■ Aim of the task
Every line from the one with "Could you please point to the white fur" through the end of the records below should be restated word for word, and nothing outside that span.

■ Material to process

>>>>

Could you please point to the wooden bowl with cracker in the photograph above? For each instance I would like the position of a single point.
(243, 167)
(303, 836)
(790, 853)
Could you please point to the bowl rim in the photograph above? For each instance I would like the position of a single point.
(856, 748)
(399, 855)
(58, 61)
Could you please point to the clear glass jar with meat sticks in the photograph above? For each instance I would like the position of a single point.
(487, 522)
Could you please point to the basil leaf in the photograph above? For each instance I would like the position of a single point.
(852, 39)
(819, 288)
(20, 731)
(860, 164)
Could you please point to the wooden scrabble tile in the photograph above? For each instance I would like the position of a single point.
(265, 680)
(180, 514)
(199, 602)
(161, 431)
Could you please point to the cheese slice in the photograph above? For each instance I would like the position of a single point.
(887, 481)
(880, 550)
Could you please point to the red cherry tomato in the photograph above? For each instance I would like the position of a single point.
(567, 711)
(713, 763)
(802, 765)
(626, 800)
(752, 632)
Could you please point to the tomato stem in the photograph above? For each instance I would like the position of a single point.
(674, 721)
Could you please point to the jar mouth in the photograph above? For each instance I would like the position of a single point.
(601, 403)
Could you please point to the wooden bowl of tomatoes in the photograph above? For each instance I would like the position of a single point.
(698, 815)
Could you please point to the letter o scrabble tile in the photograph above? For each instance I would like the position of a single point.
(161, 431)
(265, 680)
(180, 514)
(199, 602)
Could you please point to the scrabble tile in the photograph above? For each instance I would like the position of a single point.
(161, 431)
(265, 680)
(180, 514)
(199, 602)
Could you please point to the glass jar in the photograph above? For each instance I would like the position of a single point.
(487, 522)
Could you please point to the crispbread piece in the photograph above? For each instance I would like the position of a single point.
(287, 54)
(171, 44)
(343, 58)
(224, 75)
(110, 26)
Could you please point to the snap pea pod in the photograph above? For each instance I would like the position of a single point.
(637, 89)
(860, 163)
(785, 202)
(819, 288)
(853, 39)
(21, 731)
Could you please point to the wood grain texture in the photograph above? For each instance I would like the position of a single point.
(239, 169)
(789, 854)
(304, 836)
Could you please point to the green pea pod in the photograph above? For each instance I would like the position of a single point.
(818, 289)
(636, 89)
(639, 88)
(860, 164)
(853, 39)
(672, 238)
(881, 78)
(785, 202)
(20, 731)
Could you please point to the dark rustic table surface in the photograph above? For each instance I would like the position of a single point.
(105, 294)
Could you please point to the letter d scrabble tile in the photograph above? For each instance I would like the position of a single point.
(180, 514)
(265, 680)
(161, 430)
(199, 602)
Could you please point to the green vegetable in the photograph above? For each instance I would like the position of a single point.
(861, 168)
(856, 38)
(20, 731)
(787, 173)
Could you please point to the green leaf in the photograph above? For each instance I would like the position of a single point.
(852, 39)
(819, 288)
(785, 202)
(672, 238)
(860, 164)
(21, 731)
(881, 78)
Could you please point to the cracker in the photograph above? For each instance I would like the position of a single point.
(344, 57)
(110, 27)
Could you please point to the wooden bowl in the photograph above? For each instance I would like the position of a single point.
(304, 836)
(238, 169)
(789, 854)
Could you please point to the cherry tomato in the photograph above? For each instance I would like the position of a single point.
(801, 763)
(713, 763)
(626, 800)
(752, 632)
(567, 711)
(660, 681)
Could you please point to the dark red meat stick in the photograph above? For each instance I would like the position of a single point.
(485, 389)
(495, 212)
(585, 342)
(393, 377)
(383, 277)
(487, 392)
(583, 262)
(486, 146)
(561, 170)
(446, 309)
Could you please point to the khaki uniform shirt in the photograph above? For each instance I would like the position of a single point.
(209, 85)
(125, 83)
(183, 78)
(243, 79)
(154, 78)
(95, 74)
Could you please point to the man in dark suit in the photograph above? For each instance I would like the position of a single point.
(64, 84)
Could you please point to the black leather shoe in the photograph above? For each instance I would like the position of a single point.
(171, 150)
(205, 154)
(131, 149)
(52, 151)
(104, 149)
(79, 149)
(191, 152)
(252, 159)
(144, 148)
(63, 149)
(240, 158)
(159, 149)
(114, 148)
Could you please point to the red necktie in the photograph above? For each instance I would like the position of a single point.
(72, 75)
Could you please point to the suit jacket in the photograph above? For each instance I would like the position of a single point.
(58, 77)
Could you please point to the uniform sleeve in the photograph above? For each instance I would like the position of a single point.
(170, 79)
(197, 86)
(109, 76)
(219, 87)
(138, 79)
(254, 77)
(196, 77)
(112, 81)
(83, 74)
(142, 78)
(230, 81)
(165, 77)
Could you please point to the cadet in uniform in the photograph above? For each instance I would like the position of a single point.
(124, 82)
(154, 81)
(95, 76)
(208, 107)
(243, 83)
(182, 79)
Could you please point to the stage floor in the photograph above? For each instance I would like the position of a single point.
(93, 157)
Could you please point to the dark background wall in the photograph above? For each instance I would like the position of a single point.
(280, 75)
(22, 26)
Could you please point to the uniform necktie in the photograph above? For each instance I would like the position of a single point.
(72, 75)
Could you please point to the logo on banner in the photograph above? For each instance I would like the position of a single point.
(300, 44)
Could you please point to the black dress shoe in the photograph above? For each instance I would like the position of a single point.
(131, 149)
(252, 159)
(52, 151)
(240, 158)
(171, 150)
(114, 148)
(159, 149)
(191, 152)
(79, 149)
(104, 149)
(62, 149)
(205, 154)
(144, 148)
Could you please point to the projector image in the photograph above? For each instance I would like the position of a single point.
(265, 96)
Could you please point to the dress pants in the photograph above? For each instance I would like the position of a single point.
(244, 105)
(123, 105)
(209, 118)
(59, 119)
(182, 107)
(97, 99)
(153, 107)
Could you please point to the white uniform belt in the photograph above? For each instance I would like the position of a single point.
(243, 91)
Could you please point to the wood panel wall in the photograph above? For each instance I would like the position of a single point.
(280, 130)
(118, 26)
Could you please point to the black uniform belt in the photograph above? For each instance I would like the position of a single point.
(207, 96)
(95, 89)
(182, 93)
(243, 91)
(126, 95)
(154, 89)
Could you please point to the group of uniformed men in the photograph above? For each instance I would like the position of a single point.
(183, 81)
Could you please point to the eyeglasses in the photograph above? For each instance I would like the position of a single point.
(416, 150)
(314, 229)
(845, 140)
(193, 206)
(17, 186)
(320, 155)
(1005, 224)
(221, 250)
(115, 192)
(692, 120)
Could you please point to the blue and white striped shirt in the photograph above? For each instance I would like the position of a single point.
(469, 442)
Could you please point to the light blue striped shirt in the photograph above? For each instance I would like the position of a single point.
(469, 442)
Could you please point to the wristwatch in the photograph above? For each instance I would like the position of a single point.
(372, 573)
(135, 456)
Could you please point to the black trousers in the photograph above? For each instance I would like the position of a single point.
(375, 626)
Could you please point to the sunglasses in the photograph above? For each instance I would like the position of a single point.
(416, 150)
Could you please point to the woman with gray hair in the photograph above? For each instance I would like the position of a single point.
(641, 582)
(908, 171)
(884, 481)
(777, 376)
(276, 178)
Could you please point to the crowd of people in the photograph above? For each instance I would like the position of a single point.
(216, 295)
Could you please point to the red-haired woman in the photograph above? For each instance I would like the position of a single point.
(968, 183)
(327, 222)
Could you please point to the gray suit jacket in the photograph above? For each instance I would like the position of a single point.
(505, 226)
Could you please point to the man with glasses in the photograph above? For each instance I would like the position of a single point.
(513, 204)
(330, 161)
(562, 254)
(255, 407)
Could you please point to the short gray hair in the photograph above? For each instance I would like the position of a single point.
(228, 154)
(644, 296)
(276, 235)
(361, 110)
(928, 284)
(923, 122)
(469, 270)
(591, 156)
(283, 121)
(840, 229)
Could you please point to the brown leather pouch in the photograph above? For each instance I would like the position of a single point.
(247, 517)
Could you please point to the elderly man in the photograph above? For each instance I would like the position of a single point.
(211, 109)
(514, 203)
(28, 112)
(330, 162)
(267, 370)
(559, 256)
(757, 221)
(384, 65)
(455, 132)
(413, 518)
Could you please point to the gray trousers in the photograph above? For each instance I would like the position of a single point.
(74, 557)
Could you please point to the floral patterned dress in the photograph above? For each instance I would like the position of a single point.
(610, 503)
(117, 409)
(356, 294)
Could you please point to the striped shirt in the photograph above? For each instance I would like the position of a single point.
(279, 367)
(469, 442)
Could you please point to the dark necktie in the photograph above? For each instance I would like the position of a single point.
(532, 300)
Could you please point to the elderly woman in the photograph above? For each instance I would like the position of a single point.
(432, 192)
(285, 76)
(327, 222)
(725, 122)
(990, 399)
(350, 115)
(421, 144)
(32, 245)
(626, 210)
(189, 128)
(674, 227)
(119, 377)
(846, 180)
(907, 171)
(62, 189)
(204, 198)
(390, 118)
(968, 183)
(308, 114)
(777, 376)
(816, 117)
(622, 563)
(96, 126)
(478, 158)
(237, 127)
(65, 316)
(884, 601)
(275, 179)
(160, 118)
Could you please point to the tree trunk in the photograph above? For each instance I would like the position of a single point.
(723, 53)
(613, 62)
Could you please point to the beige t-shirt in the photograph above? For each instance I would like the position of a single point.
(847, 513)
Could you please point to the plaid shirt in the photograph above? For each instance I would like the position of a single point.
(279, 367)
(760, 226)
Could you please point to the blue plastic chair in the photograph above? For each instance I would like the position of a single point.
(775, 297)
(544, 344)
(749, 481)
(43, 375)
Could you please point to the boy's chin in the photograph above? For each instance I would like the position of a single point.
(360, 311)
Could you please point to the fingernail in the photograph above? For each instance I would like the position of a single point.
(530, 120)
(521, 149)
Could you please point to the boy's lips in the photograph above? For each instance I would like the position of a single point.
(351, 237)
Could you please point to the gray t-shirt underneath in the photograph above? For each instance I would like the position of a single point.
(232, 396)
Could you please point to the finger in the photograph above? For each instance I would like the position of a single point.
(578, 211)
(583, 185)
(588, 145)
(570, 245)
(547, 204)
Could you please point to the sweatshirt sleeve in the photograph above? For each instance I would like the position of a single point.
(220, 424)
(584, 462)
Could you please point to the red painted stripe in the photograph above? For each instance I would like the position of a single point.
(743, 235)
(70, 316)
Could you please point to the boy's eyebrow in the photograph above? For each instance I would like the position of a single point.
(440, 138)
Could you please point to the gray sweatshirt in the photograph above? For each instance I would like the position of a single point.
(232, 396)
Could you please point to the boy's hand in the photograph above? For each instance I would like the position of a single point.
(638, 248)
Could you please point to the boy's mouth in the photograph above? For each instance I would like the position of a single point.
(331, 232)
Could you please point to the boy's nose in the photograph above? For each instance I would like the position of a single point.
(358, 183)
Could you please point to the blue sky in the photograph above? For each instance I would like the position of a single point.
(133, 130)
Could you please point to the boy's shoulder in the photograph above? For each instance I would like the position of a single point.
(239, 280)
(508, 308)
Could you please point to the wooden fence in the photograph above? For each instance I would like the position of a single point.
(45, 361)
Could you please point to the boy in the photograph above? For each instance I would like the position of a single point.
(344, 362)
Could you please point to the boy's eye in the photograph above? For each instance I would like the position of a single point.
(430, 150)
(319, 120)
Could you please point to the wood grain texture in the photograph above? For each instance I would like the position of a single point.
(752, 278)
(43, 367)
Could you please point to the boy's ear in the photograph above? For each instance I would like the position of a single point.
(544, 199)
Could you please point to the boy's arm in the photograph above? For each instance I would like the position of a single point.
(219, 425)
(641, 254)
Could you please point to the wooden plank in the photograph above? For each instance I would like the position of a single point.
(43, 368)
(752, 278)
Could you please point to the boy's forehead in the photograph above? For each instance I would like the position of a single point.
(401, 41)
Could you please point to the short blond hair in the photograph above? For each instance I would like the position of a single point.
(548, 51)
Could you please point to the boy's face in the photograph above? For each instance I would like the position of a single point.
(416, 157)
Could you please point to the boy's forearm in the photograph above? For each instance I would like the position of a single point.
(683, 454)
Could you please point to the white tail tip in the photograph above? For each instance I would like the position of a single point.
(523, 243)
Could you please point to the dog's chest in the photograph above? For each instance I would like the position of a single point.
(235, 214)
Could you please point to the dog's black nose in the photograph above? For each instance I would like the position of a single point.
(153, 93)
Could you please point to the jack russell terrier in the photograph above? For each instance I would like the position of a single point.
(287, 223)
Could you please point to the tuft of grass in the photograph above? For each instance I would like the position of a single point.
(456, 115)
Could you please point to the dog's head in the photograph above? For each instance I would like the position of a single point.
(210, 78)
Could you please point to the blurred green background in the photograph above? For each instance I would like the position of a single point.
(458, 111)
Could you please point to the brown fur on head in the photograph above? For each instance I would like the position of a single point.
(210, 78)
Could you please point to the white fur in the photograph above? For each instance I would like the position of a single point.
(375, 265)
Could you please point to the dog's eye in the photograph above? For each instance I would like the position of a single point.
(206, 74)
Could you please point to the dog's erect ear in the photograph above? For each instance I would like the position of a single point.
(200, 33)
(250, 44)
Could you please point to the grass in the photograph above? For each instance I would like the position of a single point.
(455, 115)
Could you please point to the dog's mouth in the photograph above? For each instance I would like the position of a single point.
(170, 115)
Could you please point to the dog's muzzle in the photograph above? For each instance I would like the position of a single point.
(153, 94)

<<<<

■ Task result
Could you please point to the white fur in the photograph above? For each instance I would like the position of a single point.
(375, 265)
Could you please point to the dog's eye in the photograph above? For each instance I would like the position of a single point.
(206, 74)
Could you please point to the dog's erect ear in the photograph above? For each instance I would like the position of a single point.
(200, 33)
(250, 44)
Could you please point to the grass in the photograph above? For each instance I would like the position of a single point.
(455, 115)
Could you please point to the dog's mouth in the photograph above? For each instance I would like the position of a single point.
(170, 115)
Could you please point to the dog's muzzle in the photograph above? For each instance I would like the position of a single point.
(153, 94)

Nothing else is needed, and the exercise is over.